§ Поставленная задача
Процитируйте полностью, без каких-либо изменений, текст о Дмитриевой и её преподавателе Лифшице.

§ Текст документа
══════

Батракова характеризует Дмитриеву как человека редкой гармоничности. Но откуда же у неё такое стойкое тяготение к художникам мятежным и дисгармоничным, такое желание разобраться в судьбе композитора, «продавшего душу дьяволу», из романа Томаса Манна «Доктор Фаустус»?!
Автобиографические эссе прочерчивают пути жизни, пути мысли и чувства, обнаруживая противоречия, которые, как кажется, так и остались непримирёнными… В этом смысле особенно показательна статья о Михаиле Лифшице – любимом ифлийском преподавателе Дмитриевой, который, по сути, определил её подход к искусству: в неразрывной связи формы и содержания, смыслов и исполнения, а также в контексте жизни творца (именно Лифшиц «поборол» вульгарно-социологический подход к искусству, господствующий в 30-х годах). Даже в формальных экспериментах модернизма она будет искать отсветы авторских духовных катастроф. В трудные годы эвакуации, работая преподавателем в глухом Моршанске, Дмитриева осознала лекции и саму личность Лифшица-педагога как «луч света» и послала ему, вернувшемуся с фронта, благодарное письмо, что очень в духе «идеальных» российских девушек. Но в дальнейшем внутренний спор с Учителем – «ортодоксом» марксизма, яростно не принимавшим модернизм, как кажется, определил её собственные научные поиски, анализ самых сложных и спорных фигур и проблем западного искусства.

══════

§ Исходные данные
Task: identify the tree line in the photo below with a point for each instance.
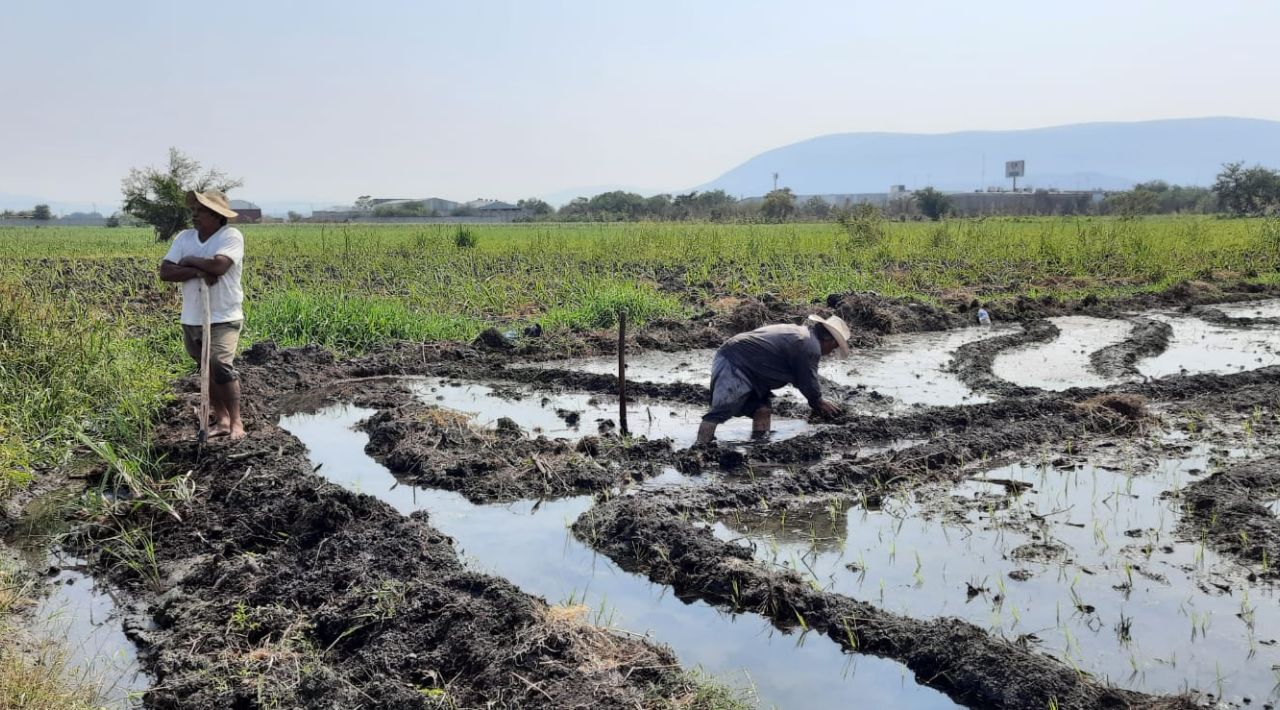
(156, 197)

══════

§ Письменный ответ
Батракова характеризует Дмитриеву как человека редкой гармоничности. Но откуда же у неё такое стойкое тяготение к художникам мятежным и дисгармоничным, такое желание разобраться в судьбе композитора, «продавшего душу дьяволу», из романа Томаса Манна «Доктор Фаустус»?!
Автобиографические эссе прочерчивают пути жизни, пути мысли и чувства, обнаруживая противоречия, которые, как кажется, так и остались непримирёнными… В этом смысле особенно показательна статья о Михаиле Лифшице – любимом ифлийском преподавателе Дмитриевой, который, по сути, определил её подход к искусству: в неразрывной связи формы и содержания, смыслов и исполнения, а также в контексте жизни творца (именно Лифшиц «поборол» вульгарно-социологический подход к искусству, господствующий в 30-х годах). Даже в формальных экспериментах модернизма она будет искать отсветы авторских духовных катастроф. В трудные годы эвакуации, работая преподавателем в глухом Моршанске, Дмитриева осознала лекции и саму личность Лифшица-педагога как «луч света» и послала ему, вернувшемуся с фронта, благодарное письмо, что очень в духе «идеальных» российских девушек. Но в дальнейшем внутренний спор с Учителем – «ортодоксом» марксизма, яростно не принимавшим модернизм, как кажется, определил её собственные научные поиски, анализ самых сложных и спорных фигур и проблем западного искусства.